Quote the data word for word, starting at the line that contains "target: red baseball jersey" and ending at the end of the data.

- Data for this task
◆ ◆ ◆ ◆ ◆

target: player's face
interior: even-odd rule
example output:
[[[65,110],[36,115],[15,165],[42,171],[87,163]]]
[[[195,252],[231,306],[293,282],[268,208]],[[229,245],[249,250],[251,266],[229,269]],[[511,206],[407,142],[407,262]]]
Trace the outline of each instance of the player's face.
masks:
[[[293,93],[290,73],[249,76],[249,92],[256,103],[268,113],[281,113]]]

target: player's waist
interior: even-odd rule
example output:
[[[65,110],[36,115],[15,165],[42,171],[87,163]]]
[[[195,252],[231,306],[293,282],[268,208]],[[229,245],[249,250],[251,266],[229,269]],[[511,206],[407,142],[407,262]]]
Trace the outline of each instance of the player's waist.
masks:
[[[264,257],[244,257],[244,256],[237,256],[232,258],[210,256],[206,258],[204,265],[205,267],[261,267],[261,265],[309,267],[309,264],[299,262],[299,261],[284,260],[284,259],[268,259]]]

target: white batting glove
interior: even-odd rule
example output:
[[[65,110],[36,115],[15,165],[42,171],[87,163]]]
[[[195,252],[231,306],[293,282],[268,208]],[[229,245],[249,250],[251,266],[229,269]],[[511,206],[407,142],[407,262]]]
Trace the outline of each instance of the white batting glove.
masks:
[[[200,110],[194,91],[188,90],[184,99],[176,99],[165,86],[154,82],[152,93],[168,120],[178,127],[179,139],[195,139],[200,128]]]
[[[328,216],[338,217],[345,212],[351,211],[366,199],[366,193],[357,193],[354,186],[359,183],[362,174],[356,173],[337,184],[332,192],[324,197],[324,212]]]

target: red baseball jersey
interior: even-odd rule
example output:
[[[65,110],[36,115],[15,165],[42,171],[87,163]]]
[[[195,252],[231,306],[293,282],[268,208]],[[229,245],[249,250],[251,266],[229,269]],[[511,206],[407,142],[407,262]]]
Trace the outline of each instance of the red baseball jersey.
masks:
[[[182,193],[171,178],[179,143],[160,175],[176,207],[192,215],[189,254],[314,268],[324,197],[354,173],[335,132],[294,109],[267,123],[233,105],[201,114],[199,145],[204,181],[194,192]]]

◆ ◆ ◆ ◆ ◆

- Output below
target: red baseball jersey
interior: even-odd rule
example output:
[[[65,110],[36,115],[15,165],[42,171],[87,163]]]
[[[195,252],[231,306],[293,282],[268,208]],[[229,245],[249,250],[251,266],[229,269]],[[511,206],[407,142],[407,262]]]
Trace the outline of each instance of the red baseball jersey.
masks:
[[[182,193],[171,178],[179,143],[160,175],[176,207],[192,215],[189,254],[314,268],[324,197],[354,173],[335,132],[294,109],[267,123],[233,105],[201,114],[199,145],[204,181],[194,192]]]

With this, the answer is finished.